§ Work to complete: Find every line in the entries that holds the string "rear" and report it.
═══ Data extracts
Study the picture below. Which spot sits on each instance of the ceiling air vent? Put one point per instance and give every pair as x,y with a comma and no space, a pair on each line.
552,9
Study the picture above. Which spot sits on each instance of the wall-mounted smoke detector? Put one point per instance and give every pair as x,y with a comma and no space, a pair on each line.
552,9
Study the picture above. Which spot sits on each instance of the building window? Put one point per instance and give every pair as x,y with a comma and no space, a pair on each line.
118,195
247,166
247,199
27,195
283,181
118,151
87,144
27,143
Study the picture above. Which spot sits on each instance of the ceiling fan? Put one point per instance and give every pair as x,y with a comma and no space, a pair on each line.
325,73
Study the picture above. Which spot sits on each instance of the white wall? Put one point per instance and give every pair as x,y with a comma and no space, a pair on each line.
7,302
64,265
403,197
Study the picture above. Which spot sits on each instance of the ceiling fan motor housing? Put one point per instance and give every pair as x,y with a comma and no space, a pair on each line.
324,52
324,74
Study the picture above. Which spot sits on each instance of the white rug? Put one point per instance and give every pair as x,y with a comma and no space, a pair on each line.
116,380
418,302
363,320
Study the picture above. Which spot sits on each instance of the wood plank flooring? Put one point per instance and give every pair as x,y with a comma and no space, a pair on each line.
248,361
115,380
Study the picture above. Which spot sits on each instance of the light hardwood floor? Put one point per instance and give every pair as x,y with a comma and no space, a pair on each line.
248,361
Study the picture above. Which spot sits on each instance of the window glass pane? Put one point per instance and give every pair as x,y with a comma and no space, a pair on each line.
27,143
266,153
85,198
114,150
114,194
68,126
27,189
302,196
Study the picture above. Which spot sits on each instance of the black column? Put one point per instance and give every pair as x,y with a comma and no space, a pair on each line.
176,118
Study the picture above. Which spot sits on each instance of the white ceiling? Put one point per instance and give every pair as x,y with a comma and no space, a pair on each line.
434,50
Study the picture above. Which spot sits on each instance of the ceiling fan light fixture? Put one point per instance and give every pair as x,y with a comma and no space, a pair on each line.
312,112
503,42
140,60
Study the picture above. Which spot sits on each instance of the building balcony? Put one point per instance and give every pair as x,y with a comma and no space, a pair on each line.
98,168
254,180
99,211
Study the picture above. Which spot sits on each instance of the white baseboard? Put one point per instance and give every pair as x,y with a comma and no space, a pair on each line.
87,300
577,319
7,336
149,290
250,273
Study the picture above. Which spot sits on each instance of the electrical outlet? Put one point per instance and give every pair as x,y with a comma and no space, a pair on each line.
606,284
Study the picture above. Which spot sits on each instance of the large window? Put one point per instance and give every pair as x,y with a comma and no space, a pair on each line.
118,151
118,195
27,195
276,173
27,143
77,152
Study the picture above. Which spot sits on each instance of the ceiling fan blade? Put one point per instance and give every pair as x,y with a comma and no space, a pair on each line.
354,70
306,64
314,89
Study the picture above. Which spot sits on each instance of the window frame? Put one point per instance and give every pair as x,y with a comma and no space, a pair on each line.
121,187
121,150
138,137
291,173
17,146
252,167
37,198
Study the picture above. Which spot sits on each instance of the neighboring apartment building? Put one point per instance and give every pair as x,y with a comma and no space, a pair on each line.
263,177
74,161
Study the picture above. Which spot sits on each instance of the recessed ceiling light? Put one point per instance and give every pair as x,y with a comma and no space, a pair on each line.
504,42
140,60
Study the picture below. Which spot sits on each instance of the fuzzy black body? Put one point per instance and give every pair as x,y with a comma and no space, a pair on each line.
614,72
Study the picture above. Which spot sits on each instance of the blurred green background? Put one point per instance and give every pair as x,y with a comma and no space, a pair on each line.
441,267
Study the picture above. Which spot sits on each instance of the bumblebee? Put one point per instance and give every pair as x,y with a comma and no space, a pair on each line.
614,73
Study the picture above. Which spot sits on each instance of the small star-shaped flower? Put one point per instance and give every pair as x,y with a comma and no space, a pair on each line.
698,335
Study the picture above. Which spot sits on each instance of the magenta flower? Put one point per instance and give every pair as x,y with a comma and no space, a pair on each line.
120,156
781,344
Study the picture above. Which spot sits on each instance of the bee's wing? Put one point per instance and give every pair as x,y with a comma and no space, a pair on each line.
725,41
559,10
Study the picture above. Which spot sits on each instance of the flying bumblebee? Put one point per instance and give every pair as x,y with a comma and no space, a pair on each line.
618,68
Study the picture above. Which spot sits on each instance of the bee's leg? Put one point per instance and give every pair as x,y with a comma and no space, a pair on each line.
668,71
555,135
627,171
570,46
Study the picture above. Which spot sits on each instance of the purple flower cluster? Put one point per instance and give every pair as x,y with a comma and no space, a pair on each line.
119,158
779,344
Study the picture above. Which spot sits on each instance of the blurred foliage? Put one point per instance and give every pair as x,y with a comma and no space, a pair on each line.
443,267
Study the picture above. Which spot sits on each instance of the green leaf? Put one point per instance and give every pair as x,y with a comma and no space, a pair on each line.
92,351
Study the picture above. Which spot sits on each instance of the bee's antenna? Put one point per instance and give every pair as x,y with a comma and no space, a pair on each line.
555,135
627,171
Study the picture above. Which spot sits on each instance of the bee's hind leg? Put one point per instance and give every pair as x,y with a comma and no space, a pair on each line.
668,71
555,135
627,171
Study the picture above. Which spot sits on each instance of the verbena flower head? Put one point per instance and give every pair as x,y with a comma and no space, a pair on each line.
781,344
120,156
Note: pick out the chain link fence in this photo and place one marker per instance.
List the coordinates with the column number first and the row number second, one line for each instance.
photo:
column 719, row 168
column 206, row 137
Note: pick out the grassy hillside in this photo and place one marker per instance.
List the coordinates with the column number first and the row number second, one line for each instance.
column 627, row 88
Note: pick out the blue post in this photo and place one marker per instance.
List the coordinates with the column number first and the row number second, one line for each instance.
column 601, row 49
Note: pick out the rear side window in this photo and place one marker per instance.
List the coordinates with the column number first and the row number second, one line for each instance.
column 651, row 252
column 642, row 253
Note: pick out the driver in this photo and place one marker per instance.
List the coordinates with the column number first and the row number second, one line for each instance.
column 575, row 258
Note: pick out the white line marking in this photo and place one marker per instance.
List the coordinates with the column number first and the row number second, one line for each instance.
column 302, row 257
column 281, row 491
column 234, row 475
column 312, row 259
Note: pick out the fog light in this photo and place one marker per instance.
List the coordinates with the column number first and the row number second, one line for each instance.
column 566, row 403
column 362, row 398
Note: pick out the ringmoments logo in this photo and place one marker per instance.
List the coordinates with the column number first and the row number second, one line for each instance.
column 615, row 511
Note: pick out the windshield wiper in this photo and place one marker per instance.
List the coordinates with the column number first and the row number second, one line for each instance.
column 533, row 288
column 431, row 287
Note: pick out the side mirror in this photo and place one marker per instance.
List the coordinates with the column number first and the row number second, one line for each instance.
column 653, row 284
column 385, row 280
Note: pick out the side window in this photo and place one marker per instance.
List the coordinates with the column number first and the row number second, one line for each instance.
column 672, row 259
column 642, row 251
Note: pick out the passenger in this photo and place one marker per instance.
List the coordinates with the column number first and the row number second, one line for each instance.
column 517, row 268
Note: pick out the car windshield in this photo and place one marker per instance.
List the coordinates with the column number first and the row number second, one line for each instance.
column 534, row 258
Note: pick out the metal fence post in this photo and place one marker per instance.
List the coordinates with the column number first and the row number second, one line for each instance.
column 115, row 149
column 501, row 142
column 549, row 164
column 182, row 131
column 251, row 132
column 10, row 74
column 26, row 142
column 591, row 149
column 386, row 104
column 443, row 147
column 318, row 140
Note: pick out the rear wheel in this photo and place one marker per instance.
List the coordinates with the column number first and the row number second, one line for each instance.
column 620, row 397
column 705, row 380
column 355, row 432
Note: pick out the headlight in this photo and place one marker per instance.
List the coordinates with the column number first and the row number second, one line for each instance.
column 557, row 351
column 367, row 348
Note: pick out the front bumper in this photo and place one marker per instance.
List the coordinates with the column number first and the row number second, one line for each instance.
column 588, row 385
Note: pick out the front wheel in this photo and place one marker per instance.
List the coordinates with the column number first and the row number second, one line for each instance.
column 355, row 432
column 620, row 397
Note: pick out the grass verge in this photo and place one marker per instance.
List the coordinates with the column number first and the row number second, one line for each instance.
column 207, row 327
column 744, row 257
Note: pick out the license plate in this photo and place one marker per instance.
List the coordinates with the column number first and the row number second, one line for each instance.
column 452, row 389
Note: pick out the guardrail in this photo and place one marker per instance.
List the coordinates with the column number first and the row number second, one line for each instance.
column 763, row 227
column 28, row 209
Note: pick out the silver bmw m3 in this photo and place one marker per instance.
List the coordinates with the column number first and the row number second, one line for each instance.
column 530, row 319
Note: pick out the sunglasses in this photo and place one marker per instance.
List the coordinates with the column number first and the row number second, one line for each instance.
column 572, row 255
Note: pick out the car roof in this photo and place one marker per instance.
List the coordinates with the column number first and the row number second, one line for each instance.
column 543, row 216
══════
§ Task solution:
Note: pick out the rear side window in this photo and place one marker per instance.
Note: pick out the rear wheel in this photo and place one marker per instance.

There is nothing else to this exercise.